What to do: Reproduce every line of the entries below verbatim, omitting the images.
***
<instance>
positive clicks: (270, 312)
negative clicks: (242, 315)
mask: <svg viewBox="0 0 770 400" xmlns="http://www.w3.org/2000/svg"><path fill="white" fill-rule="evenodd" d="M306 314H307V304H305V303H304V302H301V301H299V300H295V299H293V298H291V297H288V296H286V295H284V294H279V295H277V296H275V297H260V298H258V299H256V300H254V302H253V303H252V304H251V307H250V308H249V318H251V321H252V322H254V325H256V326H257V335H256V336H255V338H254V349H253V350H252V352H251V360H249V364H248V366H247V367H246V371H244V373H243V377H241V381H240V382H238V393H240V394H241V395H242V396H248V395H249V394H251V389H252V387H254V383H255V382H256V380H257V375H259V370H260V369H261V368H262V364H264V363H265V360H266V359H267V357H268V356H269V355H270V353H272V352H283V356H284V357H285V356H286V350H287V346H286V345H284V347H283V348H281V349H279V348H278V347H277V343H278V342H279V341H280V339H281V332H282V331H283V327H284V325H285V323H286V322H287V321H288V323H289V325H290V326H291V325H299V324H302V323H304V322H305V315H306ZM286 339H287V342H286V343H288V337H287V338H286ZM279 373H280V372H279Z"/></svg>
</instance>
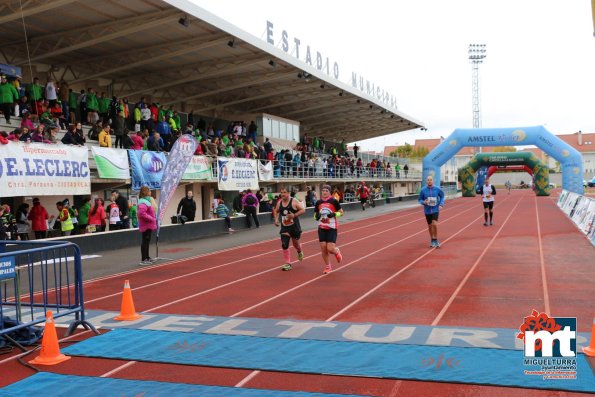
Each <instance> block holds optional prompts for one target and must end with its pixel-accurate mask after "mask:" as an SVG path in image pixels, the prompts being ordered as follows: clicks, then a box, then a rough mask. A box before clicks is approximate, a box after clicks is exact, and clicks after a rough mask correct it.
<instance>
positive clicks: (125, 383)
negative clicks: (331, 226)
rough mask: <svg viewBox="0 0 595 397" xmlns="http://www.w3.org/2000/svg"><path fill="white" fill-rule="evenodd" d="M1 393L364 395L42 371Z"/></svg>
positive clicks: (171, 396) (59, 394) (125, 395)
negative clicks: (292, 391)
mask: <svg viewBox="0 0 595 397" xmlns="http://www.w3.org/2000/svg"><path fill="white" fill-rule="evenodd" d="M0 396H2V397H4V396H14V397H17V396H18V397H22V396H52V397H57V396H68V397H71V396H85V397H105V396H143V397H149V396H151V397H153V396H163V397H172V396H201V397H363V396H355V395H353V394H325V393H306V392H291V391H282V390H265V389H244V388H240V387H223V386H202V385H190V384H186V383H168V382H155V381H144V380H127V379H112V378H94V377H90V376H73V375H58V374H54V373H51V372H39V373H37V374H35V375H33V376H30V377H28V378H26V379H23V380H22V381H20V382H17V383H13V384H12V385H10V386H7V387H5V388H2V389H0Z"/></svg>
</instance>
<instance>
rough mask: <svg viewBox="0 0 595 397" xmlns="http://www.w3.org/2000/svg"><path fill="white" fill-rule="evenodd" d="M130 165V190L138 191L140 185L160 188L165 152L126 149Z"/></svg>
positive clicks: (151, 188) (148, 186) (139, 187)
mask: <svg viewBox="0 0 595 397" xmlns="http://www.w3.org/2000/svg"><path fill="white" fill-rule="evenodd" d="M128 156H129V157H130V165H131V167H132V190H135V191H139V190H140V188H141V187H143V186H148V187H149V188H150V189H161V178H162V176H163V169H164V168H165V163H166V160H165V154H163V153H161V152H150V151H147V150H132V149H129V150H128Z"/></svg>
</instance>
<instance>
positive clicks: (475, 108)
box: [469, 44, 486, 128]
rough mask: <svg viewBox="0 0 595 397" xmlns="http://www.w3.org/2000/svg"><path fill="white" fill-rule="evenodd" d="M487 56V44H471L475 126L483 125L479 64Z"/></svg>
mask: <svg viewBox="0 0 595 397" xmlns="http://www.w3.org/2000/svg"><path fill="white" fill-rule="evenodd" d="M485 57H486V45H485V44H469V62H470V63H471V91H472V110H473V128H480V127H481V111H480V106H479V65H480V64H481V63H483V60H484V59H485Z"/></svg>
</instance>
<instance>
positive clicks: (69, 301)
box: [0, 241, 97, 348]
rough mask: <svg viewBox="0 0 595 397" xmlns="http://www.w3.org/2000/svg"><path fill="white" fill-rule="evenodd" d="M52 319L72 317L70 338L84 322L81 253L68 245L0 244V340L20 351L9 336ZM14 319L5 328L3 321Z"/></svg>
mask: <svg viewBox="0 0 595 397" xmlns="http://www.w3.org/2000/svg"><path fill="white" fill-rule="evenodd" d="M48 310H51V311H52V312H53V313H54V318H58V317H64V316H69V315H74V321H73V322H72V323H71V324H70V326H69V327H68V330H67V332H66V335H70V334H71V333H72V332H73V331H74V330H75V329H76V327H77V326H79V325H82V326H83V327H84V328H85V329H90V330H92V331H93V332H95V333H97V331H96V330H95V328H94V327H93V325H91V324H90V323H88V322H87V321H85V309H84V295H83V272H82V262H81V253H80V249H79V247H78V246H77V245H76V244H73V243H71V242H68V241H64V242H61V241H0V338H4V339H6V340H8V341H9V342H11V343H13V344H16V345H17V346H19V347H21V348H22V346H20V345H19V344H18V342H16V341H15V340H13V339H12V338H11V337H10V336H9V335H8V334H9V333H12V332H14V331H18V330H19V329H22V328H25V327H29V326H32V325H36V324H39V323H43V322H45V315H46V312H47V311H48ZM5 316H7V317H11V318H12V319H16V321H17V324H18V325H16V326H11V327H7V326H5V321H4V317H5Z"/></svg>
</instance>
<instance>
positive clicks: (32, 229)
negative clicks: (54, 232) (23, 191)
mask: <svg viewBox="0 0 595 397" xmlns="http://www.w3.org/2000/svg"><path fill="white" fill-rule="evenodd" d="M27 219H29V220H30V221H31V230H33V231H34V232H35V238H36V239H40V238H46V235H47V231H48V222H47V221H48V219H49V215H48V212H47V210H46V209H45V208H44V207H43V205H41V203H40V202H39V199H38V198H37V197H35V198H34V199H33V208H31V211H29V214H28V215H27Z"/></svg>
***
Output for this task:
<instance>
positive clicks: (270, 312)
negative clicks: (242, 315)
mask: <svg viewBox="0 0 770 400" xmlns="http://www.w3.org/2000/svg"><path fill="white" fill-rule="evenodd" d="M306 314H307V304H305V303H304V302H301V301H299V300H295V299H293V298H291V297H288V296H286V295H284V294H279V295H277V296H275V297H260V298H258V299H256V300H254V302H253V303H252V304H251V307H250V308H249V318H251V321H252V322H254V325H256V326H257V335H256V336H255V338H254V349H253V350H252V352H251V360H249V364H248V366H247V367H246V371H244V373H243V377H241V381H240V382H238V393H240V394H241V395H242V396H248V395H249V394H251V389H252V387H254V383H255V382H256V380H257V375H259V370H260V369H261V368H262V364H264V363H265V360H266V359H267V357H268V356H269V355H270V353H272V352H283V356H284V357H285V356H286V350H287V346H286V345H284V347H283V348H281V349H279V348H278V347H277V343H278V342H279V341H280V339H281V332H282V331H283V327H284V325H285V323H286V322H287V321H288V323H289V325H290V326H291V325H299V324H302V323H304V322H305V315H306ZM286 339H287V342H286V343H288V337H287V338H286ZM279 373H280V372H279Z"/></svg>
</instance>
Each <instance> block holds optional prompts for one target and must end with its pixel-accurate mask after "mask:" as an SVG path in image pixels, the prompts being ordered as follows: clicks, then a box, then a rough mask. A box before clicks is approximate, a box after clicks is exact, and clicks after a rough mask correct it.
<instance>
positive clicks: (125, 383)
negative clicks: (331, 226)
rough mask: <svg viewBox="0 0 595 397" xmlns="http://www.w3.org/2000/svg"><path fill="white" fill-rule="evenodd" d="M1 393L364 395L42 371Z"/></svg>
positive clicks: (171, 396) (59, 394) (125, 395)
negative clicks: (292, 391)
mask: <svg viewBox="0 0 595 397" xmlns="http://www.w3.org/2000/svg"><path fill="white" fill-rule="evenodd" d="M0 396H2V397H4V396H14V397H17V396H18V397H22V396H52V397H57V396H68V397H71V396H85V397H105V396H143V397H149V396H151V397H153V396H163V397H172V396H201V397H363V396H355V395H353V394H325V393H306V392H291V391H282V390H265V389H244V388H240V387H223V386H202V385H190V384H186V383H168V382H155V381H144V380H127V379H112V378H94V377H90V376H73V375H58V374H54V373H51V372H39V373H37V374H35V375H33V376H30V377H28V378H26V379H23V380H22V381H20V382H17V383H13V384H12V385H10V386H7V387H5V388H2V389H0Z"/></svg>
</instance>
<instance>
rough mask: <svg viewBox="0 0 595 397" xmlns="http://www.w3.org/2000/svg"><path fill="white" fill-rule="evenodd" d="M130 165V190L138 191L140 185L160 188L165 152L126 149Z"/></svg>
positive clicks: (151, 188) (148, 186) (139, 187)
mask: <svg viewBox="0 0 595 397" xmlns="http://www.w3.org/2000/svg"><path fill="white" fill-rule="evenodd" d="M128 156H129V157H130V165H131V167H132V190H135V191H139V190H140V188H141V187H143V186H148V187H149V188H150V189H161V178H162V176H163V169H164V168H165V163H166V160H165V154H163V153H161V152H150V151H147V150H132V149H129V150H128Z"/></svg>
</instance>
<instance>
positive clicks: (475, 108)
box: [469, 44, 486, 128]
rough mask: <svg viewBox="0 0 595 397" xmlns="http://www.w3.org/2000/svg"><path fill="white" fill-rule="evenodd" d="M487 56V44H471L475 126L483 125L479 64Z"/></svg>
mask: <svg viewBox="0 0 595 397" xmlns="http://www.w3.org/2000/svg"><path fill="white" fill-rule="evenodd" d="M485 57H486V45H485V44H469V62H470V63H471V91H472V110H473V128H480V127H481V111H480V106H479V65H480V64H481V63H483V60H484V59H485Z"/></svg>
</instance>
<instance>
positive clicks: (69, 301)
box: [0, 241, 97, 348]
rough mask: <svg viewBox="0 0 595 397" xmlns="http://www.w3.org/2000/svg"><path fill="white" fill-rule="evenodd" d="M52 319L72 317L70 338L84 322L81 253L68 245L0 244V340L20 351L9 336ZM14 319L5 328L3 321Z"/></svg>
mask: <svg viewBox="0 0 595 397" xmlns="http://www.w3.org/2000/svg"><path fill="white" fill-rule="evenodd" d="M48 310H51V311H52V312H53V313H54V318H58V317H64V316H69V315H74V321H73V322H72V323H71V324H70V326H69V327H68V330H67V332H66V335H70V334H71V333H72V332H73V331H74V330H75V329H76V327H77V326H79V325H82V326H83V327H84V328H85V329H90V330H92V331H93V332H95V333H97V331H96V330H95V328H94V327H93V325H91V324H90V323H88V322H87V321H85V309H84V295H83V272H82V262H81V253H80V249H79V247H78V246H77V245H76V244H73V243H71V242H68V241H64V242H61V241H0V338H4V339H6V340H8V341H9V342H11V343H13V344H16V345H17V346H19V347H21V348H22V346H20V345H19V344H18V342H16V341H15V340H13V339H12V338H11V337H10V336H9V335H8V334H9V333H12V332H14V331H18V330H19V329H22V328H25V327H29V326H32V325H36V324H39V323H43V322H45V315H46V312H47V311H48ZM5 316H7V317H11V318H12V319H16V321H17V324H18V325H16V326H11V327H7V326H5V321H4V317H5Z"/></svg>
</instance>
<instance>
positive clicks: (32, 229)
negative clicks: (54, 232) (23, 191)
mask: <svg viewBox="0 0 595 397" xmlns="http://www.w3.org/2000/svg"><path fill="white" fill-rule="evenodd" d="M27 219H29V220H30V221H31V230H33V231H34V232H35V238H36V239H40V238H46V235H47V231H48V222H47V221H48V219H49V215H48V212H47V210H46V209H45V208H44V207H43V205H41V203H40V202H39V199H38V198H37V197H35V198H34V199H33V208H31V211H29V214H28V215H27Z"/></svg>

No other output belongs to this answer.